■ Required task ■
Rewrite the lines from the one containing "find | turquoise background" through the end of the records as a JSON list of strings, one string per line and no blank lines.

Records from a point labeling set:
........

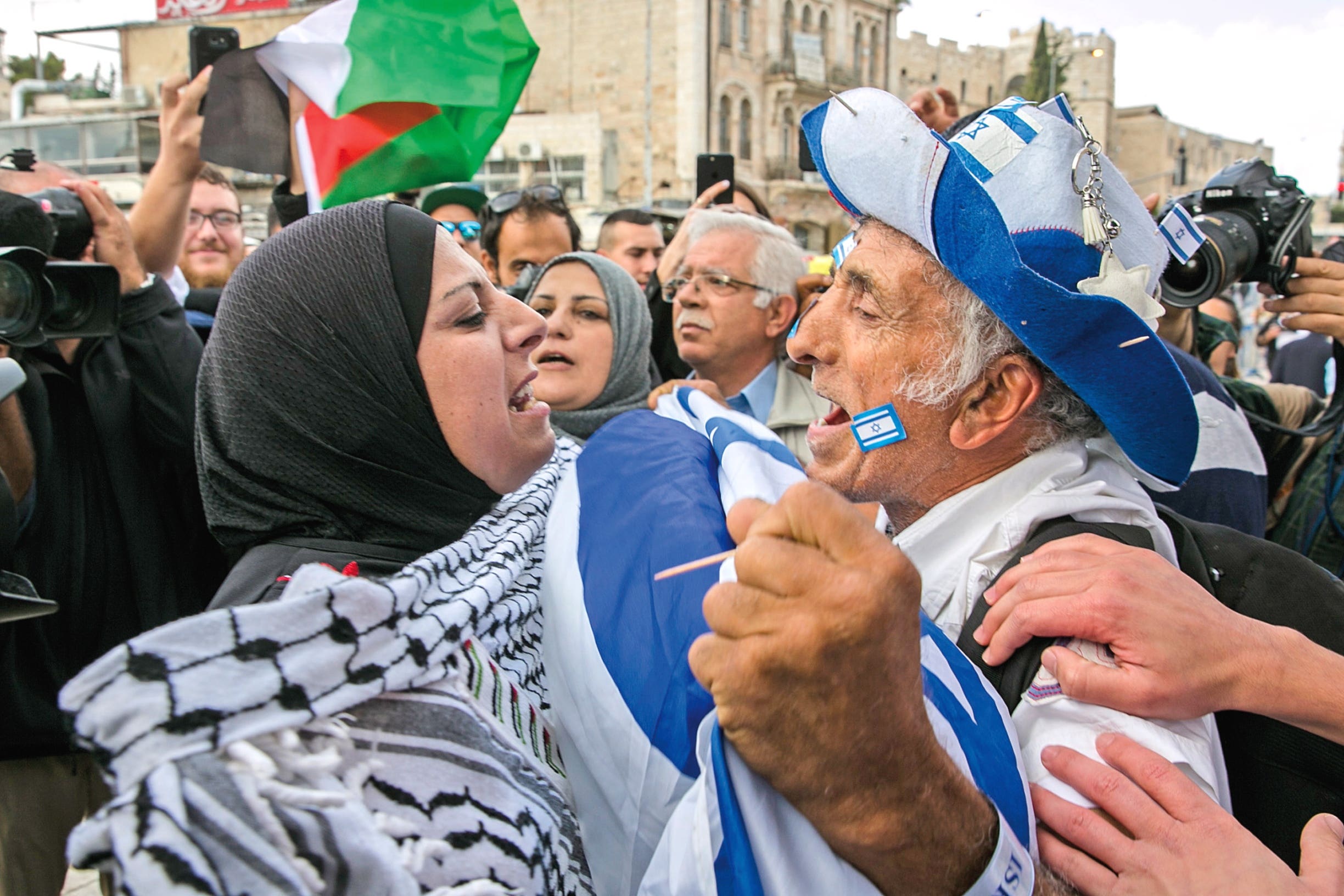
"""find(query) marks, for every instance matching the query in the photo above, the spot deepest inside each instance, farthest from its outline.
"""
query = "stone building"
(727, 76)
(1159, 156)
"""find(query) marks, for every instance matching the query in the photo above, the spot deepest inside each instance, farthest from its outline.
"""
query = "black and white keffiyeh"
(354, 737)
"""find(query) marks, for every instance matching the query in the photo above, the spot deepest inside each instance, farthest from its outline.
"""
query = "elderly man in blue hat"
(991, 359)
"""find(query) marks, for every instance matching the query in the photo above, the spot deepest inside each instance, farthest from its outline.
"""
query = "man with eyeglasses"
(214, 245)
(733, 303)
(524, 229)
(457, 209)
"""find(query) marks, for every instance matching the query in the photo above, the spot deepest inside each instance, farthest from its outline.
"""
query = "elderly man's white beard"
(208, 280)
(694, 317)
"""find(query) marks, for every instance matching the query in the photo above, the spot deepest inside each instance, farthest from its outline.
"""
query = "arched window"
(872, 55)
(745, 131)
(858, 50)
(824, 30)
(724, 125)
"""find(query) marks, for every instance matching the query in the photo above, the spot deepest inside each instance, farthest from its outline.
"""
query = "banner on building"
(808, 61)
(195, 8)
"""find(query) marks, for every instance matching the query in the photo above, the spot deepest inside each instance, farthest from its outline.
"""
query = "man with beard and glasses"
(733, 301)
(214, 245)
(187, 225)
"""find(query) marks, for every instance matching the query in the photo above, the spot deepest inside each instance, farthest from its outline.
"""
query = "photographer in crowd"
(188, 221)
(112, 525)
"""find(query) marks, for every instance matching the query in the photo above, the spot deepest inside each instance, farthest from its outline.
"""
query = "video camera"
(42, 300)
(1253, 218)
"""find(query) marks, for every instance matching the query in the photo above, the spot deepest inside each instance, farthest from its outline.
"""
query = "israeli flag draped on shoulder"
(665, 805)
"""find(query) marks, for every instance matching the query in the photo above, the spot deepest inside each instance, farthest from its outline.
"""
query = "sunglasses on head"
(468, 229)
(507, 202)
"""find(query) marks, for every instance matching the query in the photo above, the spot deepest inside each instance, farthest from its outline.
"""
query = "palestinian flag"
(402, 94)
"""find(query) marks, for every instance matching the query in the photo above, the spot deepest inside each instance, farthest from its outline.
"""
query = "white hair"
(777, 264)
(975, 339)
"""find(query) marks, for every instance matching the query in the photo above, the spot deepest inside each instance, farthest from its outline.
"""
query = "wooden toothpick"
(844, 104)
(692, 566)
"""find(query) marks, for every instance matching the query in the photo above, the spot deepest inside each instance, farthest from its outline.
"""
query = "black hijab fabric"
(312, 418)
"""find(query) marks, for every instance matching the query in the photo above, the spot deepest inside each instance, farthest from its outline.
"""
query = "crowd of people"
(377, 382)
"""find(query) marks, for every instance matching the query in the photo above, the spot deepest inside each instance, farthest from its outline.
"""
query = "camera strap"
(1328, 421)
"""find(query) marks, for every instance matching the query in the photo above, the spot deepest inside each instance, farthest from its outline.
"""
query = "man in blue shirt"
(733, 303)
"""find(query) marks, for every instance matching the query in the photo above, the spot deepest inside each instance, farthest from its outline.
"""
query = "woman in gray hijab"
(595, 362)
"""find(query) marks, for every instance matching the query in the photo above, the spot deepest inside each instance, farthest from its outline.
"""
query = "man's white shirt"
(962, 543)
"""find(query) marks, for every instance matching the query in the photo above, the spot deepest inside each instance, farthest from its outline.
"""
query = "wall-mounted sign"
(808, 62)
(195, 8)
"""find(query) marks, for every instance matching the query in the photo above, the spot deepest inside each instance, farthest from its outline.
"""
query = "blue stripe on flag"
(1171, 244)
(725, 433)
(983, 738)
(628, 492)
(972, 164)
(1184, 218)
(1062, 105)
(843, 249)
(734, 868)
(1015, 122)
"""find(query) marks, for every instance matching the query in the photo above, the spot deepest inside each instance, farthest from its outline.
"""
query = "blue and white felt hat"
(998, 208)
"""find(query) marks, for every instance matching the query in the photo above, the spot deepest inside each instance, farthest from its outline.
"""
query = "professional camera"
(1253, 218)
(42, 300)
(74, 227)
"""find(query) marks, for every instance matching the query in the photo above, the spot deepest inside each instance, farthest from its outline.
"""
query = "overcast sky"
(1244, 69)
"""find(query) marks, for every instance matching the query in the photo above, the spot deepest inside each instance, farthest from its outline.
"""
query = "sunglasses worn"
(507, 202)
(468, 229)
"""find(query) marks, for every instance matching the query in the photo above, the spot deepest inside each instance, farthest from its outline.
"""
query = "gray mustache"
(694, 317)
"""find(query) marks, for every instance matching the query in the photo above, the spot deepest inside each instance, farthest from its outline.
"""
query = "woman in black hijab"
(346, 414)
(366, 399)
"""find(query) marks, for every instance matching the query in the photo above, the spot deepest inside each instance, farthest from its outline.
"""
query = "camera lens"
(19, 300)
(1225, 259)
(68, 312)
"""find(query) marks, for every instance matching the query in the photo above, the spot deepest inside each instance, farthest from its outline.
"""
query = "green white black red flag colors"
(404, 93)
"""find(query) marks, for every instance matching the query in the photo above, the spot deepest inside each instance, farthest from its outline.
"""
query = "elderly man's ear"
(996, 404)
(780, 315)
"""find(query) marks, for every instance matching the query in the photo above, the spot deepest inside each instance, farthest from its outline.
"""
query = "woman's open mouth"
(524, 402)
(554, 362)
(836, 419)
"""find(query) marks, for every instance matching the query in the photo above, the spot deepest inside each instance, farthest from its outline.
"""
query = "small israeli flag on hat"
(878, 428)
(1182, 234)
(843, 250)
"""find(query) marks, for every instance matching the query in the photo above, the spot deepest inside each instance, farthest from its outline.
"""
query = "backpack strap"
(1012, 679)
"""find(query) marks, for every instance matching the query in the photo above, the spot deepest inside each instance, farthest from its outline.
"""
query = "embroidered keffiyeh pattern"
(354, 737)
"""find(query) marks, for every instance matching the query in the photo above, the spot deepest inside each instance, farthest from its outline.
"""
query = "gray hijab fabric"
(629, 380)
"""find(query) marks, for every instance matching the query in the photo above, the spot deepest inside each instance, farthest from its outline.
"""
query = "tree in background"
(53, 68)
(1038, 76)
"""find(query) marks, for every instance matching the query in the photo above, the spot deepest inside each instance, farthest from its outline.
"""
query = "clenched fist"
(814, 664)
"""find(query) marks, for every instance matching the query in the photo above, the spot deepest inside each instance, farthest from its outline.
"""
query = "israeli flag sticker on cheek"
(878, 428)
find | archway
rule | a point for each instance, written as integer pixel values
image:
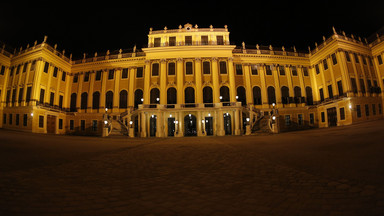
(190, 125)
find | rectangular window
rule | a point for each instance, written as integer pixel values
(334, 59)
(25, 120)
(94, 125)
(86, 77)
(325, 64)
(75, 78)
(82, 125)
(42, 94)
(155, 69)
(55, 72)
(60, 124)
(321, 95)
(63, 76)
(330, 91)
(171, 68)
(340, 87)
(206, 67)
(342, 113)
(268, 70)
(347, 56)
(220, 40)
(188, 68)
(311, 118)
(294, 71)
(139, 72)
(362, 85)
(223, 67)
(52, 99)
(322, 117)
(354, 85)
(124, 73)
(98, 75)
(157, 42)
(239, 69)
(358, 111)
(379, 59)
(111, 74)
(17, 119)
(46, 66)
(300, 119)
(204, 40)
(41, 121)
(287, 120)
(172, 41)
(254, 70)
(188, 40)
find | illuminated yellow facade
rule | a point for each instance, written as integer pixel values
(192, 81)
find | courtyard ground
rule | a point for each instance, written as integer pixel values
(332, 171)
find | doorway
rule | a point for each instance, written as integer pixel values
(332, 117)
(171, 127)
(209, 126)
(51, 124)
(152, 126)
(190, 125)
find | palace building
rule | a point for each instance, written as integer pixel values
(192, 81)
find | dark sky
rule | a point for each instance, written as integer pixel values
(101, 26)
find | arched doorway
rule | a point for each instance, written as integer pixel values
(224, 95)
(227, 124)
(189, 94)
(190, 125)
(207, 96)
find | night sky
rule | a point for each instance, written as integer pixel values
(101, 27)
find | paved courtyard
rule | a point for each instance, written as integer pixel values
(337, 171)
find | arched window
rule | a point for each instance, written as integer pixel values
(297, 94)
(285, 95)
(171, 96)
(155, 96)
(84, 100)
(207, 95)
(95, 100)
(271, 95)
(72, 106)
(308, 92)
(189, 95)
(109, 100)
(241, 95)
(138, 97)
(224, 94)
(257, 95)
(123, 99)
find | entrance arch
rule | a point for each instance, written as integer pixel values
(190, 125)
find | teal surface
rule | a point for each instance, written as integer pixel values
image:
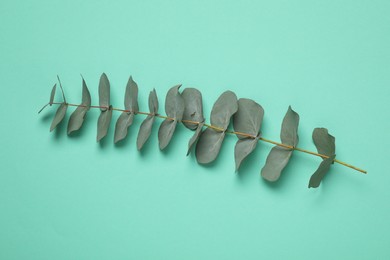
(71, 198)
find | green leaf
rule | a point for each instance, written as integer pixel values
(104, 92)
(243, 148)
(122, 124)
(276, 161)
(103, 123)
(131, 96)
(174, 107)
(248, 117)
(208, 146)
(193, 110)
(289, 133)
(77, 117)
(153, 102)
(324, 142)
(316, 178)
(165, 132)
(52, 94)
(60, 114)
(144, 131)
(210, 141)
(223, 109)
(195, 137)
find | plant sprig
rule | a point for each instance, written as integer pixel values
(187, 108)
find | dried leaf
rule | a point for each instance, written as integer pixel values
(276, 161)
(324, 142)
(316, 178)
(223, 109)
(193, 110)
(243, 148)
(195, 137)
(165, 132)
(131, 96)
(77, 117)
(60, 114)
(289, 133)
(248, 117)
(103, 123)
(208, 146)
(144, 131)
(104, 92)
(174, 107)
(122, 124)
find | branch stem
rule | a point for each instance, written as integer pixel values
(226, 131)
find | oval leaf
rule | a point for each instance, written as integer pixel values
(144, 131)
(248, 117)
(104, 92)
(223, 109)
(195, 137)
(103, 123)
(77, 117)
(243, 148)
(122, 124)
(193, 110)
(276, 161)
(316, 178)
(289, 133)
(208, 146)
(324, 142)
(60, 114)
(165, 132)
(131, 96)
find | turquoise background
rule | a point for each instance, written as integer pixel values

........

■ Solution for this problem ■
[
  "find | turquoise background",
  "rule | a point for each instance, written as integer pixel values"
]